(PASSAGE FOR REVIEW)

As part of the Canadian Association of Optometrists EyeWise campaign, awareness is being raised about the importance of vision health and what you can do to prevent vision loss. As a family physician, Dr. Ali Ghahary recommends patients go for regular eye examinations with their optometrists, as your eye health is just as important as all other aspects of your health.

Why Are Eye Exams Important?

Sight is one of our most important senses. In fact, as much as 80% of what we perceives comes via our sense of sight. With proper eye care and by staying on top of your eye exams, as much as 75% of vision loss can be prevented – and it’s also easier to stay on top of certain eye diseases such as glaucoma and cataracts. In addition, going for regular, comprehensive eye exams can also detect potentially life threatening conditions such as high blood pressure, diabetes, and even brain tumours.

What Are Cataracts?

More than 2.5 million Canadians are estimated to have cataracts and they are the most common cause of vision loss of people over the age of 40. Cataracts are painless, though other symptoms typically include clouding or blurred vision, difficulty with night vision, sensitivity to light, double vision, frequent changing of prescription lenses, and fading or yellowing of colours.

There are three different types of cataracts: Subcapsular, nuclear, and cortical. Subcapsular cataracts occur at the back of the lens and are common in individuals who take high doses of steroid medications or individuals who are diabetic; Nuclear cataracts are commonly associated with aging and form deep in the central zone of the lens – also known as the nucleus; while Cortical cataracts begin in the periphery of the lens and work towards the centre.

Aside from age, you are at risk of developing cataracts if you are frequently exposed to ultraviolet radiation (either from sunlight or other sources), have diabetes, hypertension, are obese, smoke, take hormone replacement therapy, have had previous eye injuries, previous eye surgery, or if there is a history of cataracts in your family.

What is Glaucoma?

Glaucoma is a disease that damages the optic nerve of the eye. Similar to cataracts, glaucoma also typically doesn’t show up until later in life – particularly in those who are elderly. Currently, an estimated 250,000 Canadians have glaucoma and it is the second most common cause of vision loss in seniors today – though with early detection and treatment, this can be prevented.

There are two types of glaucoma: Primary open-angle glaucoma and Angle-closure glaucoma. Primary open-angle glaucoma, which is the most common form, happens gradually as a result of the eye’s inability to drain fluid – similar to that of a clogged drain, for example. As a result, pressure builds in the eye which causes damage to the optic nerve. Primary open-angle glaucoma is generally painless, and you will not notice immediate changes with your sight in its early stages; Angle-closure glaucoma, on the other hand, is considered more severe and happens when the iris becomes too close to the drainage angle, which may wind up causing a blockage. When the drainage angle is blocked, pressure in the eye rises rapidly, which can result in severe eye pain, sudden blurred vision, headache, and even nausea. This is considered an eye emergency and you should see your ophthalmologist right away.

(End PASSAGE FOR REVIEW)

#### [ACTIVITY]
Recast the paragraph of the eye-health article that begins "Aside from age" as a bulleted list of the cataract risk factors it names.

(ENTRIES SHOWN)

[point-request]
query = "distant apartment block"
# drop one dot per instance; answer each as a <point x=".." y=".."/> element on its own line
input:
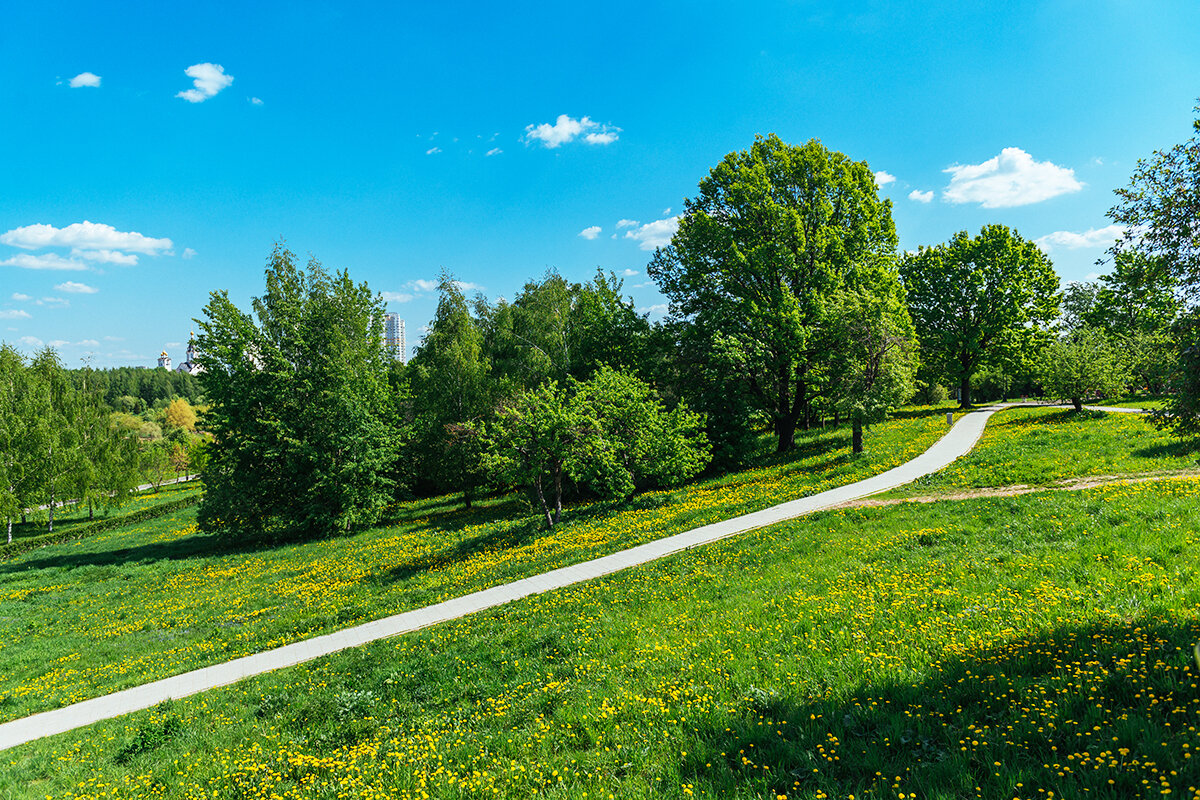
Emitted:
<point x="394" y="336"/>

(End ENTRIES SHOWN)

#### [ANSWER BELOW]
- Age
- Frequent exposure to ultraviolet radiation, from sunlight or other sources
- Diabetes
- Hypertension
- Obesity
- Smoking
- Hormone replacement therapy
- Previous eye injuries
- Previous eye surgery
- A family history of cataracts